**WHAT YOU ARE ASKED TO DO:** Say whether each statement agrees with the passage on nanosystems, answering yes or no and quoting the deciding words exactly: (a) Magnetic iron oxide nanoparticles serve magnetic resonance imaging; (b) Agomelatine and ketamine have well-documented anti-inflammatory effects; (c) Combining agents within nanosystems could reduce required doses.

Another notable front involves theragnostic nanosystems, which integrate both therapeutic and diagnostic functions. Beyond drug delivery, these platforms can be functionalized with imaging agents, such as magnetic iron oxide nanoparticles (for magnetic resonance imaging) or fluorescent dyes traceable by bioimaging techniques [131]. This enables real-time monitoring of neuroinflammation by detecting microglial marker expression or oxidative stress intensity, correlating these findings with clinical responses. Such dynamic monitoring may allow for individualized adjustments in therapy.

Furthermore, the co-encapsulation of molecules with complementary activities emerges as a relevant strategy to simultaneously address different MDD targets [132]. Natural compounds such as curcumin and resveratrol have well-documented anti-inflammatory and antioxidant effects, in addition to potential antidepressant properties [133]. Meanwhile, agomelatine and ketamine exhibit established antidepressant activity with indirect effects on inflammation and neuroplasticity [134]. Controlled combination of these agents within nanosystems could generate synergistic effects, reducing required doses and minimizing toxicities.

(Natural-language object grounding data)
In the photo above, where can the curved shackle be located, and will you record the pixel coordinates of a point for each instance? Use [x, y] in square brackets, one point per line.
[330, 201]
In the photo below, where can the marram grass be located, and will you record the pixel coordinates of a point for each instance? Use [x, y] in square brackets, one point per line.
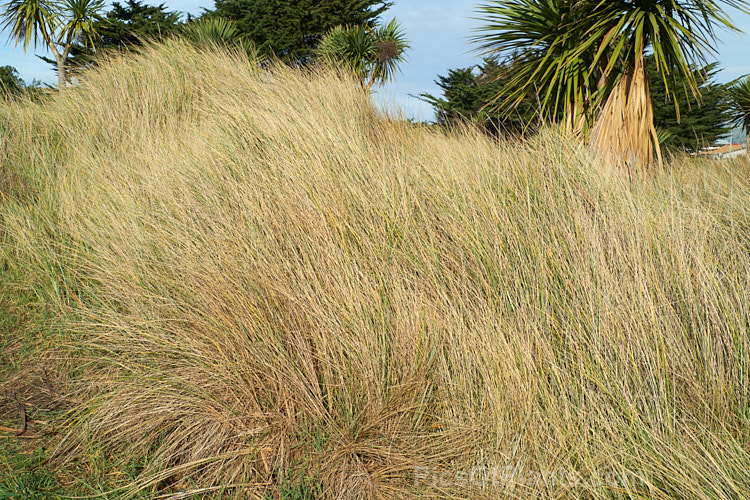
[267, 289]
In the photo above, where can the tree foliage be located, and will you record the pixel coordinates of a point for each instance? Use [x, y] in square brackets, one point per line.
[58, 24]
[371, 53]
[683, 121]
[740, 105]
[217, 31]
[291, 29]
[468, 94]
[125, 26]
[587, 57]
[10, 81]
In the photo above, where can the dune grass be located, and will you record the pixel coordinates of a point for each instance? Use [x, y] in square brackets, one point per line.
[251, 285]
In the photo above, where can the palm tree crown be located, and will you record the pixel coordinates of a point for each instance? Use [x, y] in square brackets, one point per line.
[587, 56]
[372, 54]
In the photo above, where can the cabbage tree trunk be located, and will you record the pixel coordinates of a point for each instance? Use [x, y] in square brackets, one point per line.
[624, 134]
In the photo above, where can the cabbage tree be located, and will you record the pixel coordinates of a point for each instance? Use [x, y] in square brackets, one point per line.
[58, 24]
[372, 54]
[588, 57]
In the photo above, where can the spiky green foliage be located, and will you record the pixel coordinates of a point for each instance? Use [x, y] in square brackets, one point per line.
[291, 29]
[577, 52]
[372, 54]
[221, 32]
[264, 288]
[467, 94]
[29, 21]
[700, 122]
[59, 24]
[10, 82]
[123, 27]
[739, 94]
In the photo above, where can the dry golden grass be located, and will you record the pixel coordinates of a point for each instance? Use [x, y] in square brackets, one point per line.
[273, 290]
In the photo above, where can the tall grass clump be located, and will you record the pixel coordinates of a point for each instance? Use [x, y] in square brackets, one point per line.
[266, 289]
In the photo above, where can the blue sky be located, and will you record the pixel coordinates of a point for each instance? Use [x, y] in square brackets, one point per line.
[438, 31]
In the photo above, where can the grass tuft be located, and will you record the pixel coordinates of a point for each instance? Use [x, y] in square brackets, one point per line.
[263, 288]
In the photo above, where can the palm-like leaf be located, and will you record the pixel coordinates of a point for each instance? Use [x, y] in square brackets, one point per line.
[79, 22]
[740, 102]
[372, 54]
[576, 53]
[390, 45]
[740, 105]
[29, 20]
[551, 58]
[223, 32]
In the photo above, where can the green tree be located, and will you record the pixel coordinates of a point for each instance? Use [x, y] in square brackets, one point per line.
[10, 82]
[59, 24]
[217, 31]
[739, 93]
[588, 58]
[689, 124]
[468, 92]
[124, 26]
[371, 53]
[291, 29]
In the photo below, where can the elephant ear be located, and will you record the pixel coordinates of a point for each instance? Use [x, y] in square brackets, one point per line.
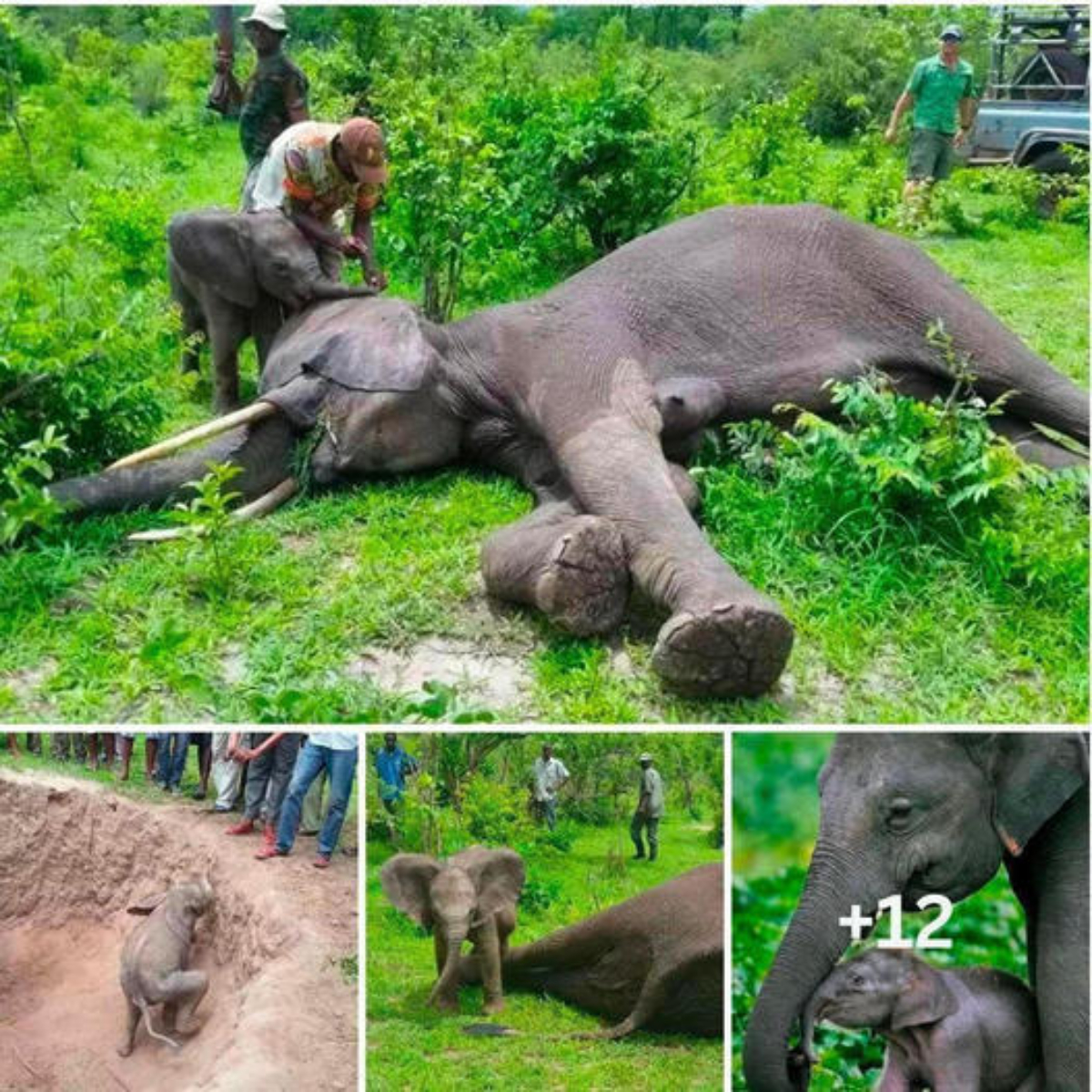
[925, 998]
[145, 906]
[500, 880]
[213, 247]
[405, 879]
[371, 344]
[1035, 774]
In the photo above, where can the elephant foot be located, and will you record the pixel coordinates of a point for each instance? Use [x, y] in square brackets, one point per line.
[585, 584]
[733, 650]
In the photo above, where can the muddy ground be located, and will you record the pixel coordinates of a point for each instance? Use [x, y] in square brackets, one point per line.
[278, 1014]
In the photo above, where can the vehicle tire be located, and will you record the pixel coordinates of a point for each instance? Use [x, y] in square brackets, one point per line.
[1052, 162]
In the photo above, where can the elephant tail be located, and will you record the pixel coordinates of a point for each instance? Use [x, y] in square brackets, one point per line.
[490, 1030]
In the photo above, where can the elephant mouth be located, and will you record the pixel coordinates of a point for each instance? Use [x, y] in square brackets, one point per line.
[82, 856]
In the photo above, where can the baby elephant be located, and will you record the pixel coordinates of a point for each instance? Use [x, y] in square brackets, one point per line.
[154, 962]
[966, 1030]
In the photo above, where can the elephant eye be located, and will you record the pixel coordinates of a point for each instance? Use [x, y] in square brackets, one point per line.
[900, 813]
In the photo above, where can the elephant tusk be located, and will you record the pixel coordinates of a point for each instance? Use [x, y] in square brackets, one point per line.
[251, 413]
[266, 503]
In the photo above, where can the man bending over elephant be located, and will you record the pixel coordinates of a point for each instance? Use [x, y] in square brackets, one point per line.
[315, 170]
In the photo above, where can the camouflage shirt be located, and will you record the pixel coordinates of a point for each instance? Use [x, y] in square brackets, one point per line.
[276, 87]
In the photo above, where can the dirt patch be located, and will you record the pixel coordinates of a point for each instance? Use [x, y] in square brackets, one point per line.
[495, 680]
[278, 1015]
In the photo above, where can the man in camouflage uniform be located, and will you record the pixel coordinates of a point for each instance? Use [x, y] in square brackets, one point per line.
[276, 96]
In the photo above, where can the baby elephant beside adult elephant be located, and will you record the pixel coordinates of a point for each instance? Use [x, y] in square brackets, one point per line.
[595, 394]
[653, 962]
[234, 276]
[472, 895]
[915, 814]
[964, 1030]
[156, 962]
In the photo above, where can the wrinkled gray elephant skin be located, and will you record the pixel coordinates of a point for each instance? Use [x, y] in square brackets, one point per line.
[654, 962]
[916, 814]
[156, 964]
[961, 1030]
[235, 276]
[595, 393]
[472, 895]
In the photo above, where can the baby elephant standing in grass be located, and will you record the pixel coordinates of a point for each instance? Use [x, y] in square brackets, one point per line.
[966, 1030]
[156, 958]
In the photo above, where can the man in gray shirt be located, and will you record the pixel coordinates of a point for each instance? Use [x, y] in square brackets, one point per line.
[650, 809]
[549, 774]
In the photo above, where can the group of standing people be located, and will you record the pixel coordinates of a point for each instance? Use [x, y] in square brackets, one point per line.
[549, 775]
[278, 779]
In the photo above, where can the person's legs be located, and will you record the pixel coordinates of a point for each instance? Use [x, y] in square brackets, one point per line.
[308, 765]
[179, 745]
[153, 757]
[126, 752]
[634, 834]
[342, 768]
[225, 773]
[205, 764]
[312, 806]
[258, 779]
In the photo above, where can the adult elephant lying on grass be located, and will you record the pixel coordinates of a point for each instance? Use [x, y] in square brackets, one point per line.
[596, 393]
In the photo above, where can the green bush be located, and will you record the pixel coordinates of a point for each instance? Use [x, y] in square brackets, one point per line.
[494, 813]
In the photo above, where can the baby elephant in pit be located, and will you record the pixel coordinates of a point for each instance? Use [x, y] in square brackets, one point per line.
[156, 960]
[472, 895]
[966, 1030]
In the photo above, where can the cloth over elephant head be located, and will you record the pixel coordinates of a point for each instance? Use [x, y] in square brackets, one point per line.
[472, 895]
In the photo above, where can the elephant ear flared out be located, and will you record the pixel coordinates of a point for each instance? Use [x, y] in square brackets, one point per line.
[360, 344]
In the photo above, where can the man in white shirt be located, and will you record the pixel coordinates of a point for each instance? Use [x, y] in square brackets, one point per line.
[549, 774]
[650, 809]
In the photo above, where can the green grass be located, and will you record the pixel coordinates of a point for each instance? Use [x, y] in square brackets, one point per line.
[410, 1046]
[96, 628]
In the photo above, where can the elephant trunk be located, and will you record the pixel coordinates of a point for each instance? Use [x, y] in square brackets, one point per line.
[262, 452]
[454, 935]
[812, 945]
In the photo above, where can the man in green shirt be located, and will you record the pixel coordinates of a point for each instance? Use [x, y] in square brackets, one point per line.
[650, 809]
[276, 96]
[939, 88]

**SOLUTION TO THE EXERCISE:**
(a) Yes: "magnetic iron oxide nanoparticles (for magnetic resonance imaging)"
(b) No: "agomelatine and ketamine exhibit established antidepressant activity with indirect effects on inflammation and neuroplasticity"
(c) Yes: "Controlled combination of these agents within nanosystems could generate synergistic effects, reducing required doses and minimizing toxicities"